**What you need to do:**
Please give back the listing below word for word, leaving out the pictures.

**Records provided:**
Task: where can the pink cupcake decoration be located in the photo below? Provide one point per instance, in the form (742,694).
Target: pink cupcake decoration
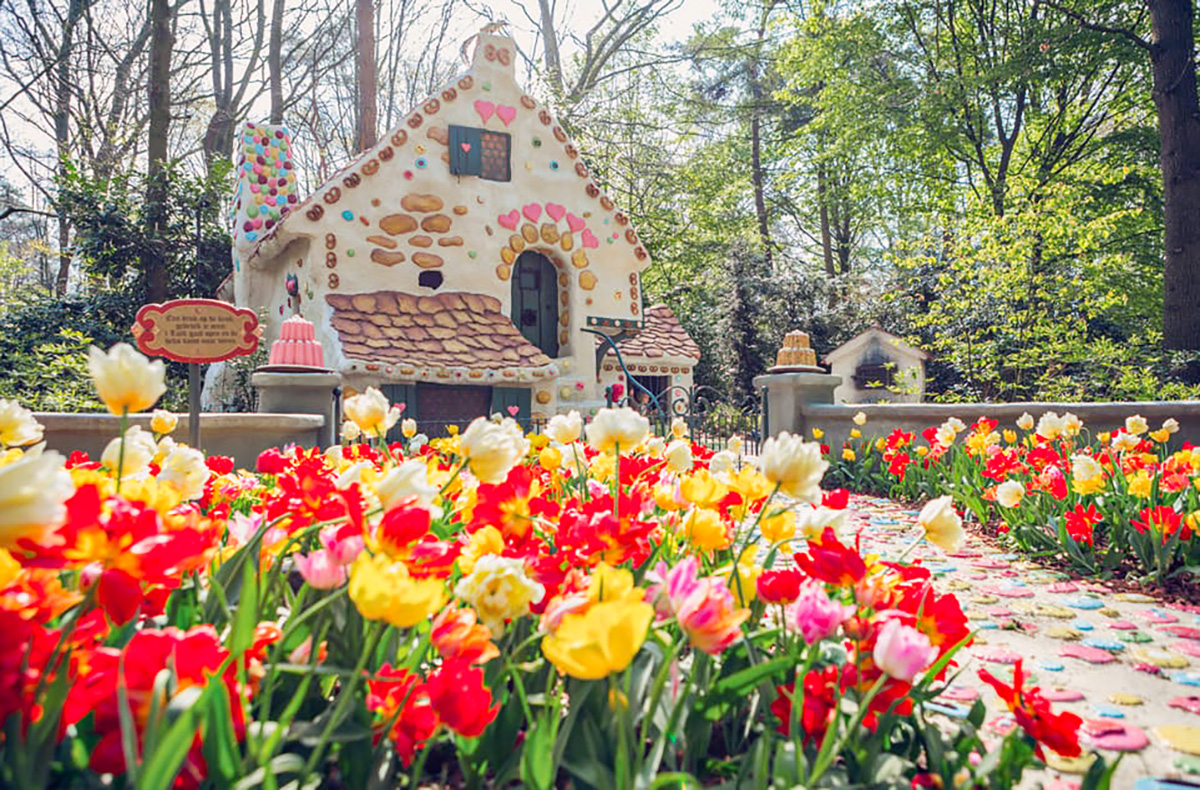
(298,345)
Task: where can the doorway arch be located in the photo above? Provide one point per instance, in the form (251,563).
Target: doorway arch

**Result of the exercise:**
Task: where can the pink cupcake decoration be located in the photo below? Provide one point per instance, in the form (742,694).
Target: pink cupcake decoration
(298,345)
Task: where can the doorway arch be located in the photo above? Provide one point per instance, in the form (251,563).
Target: doorway arch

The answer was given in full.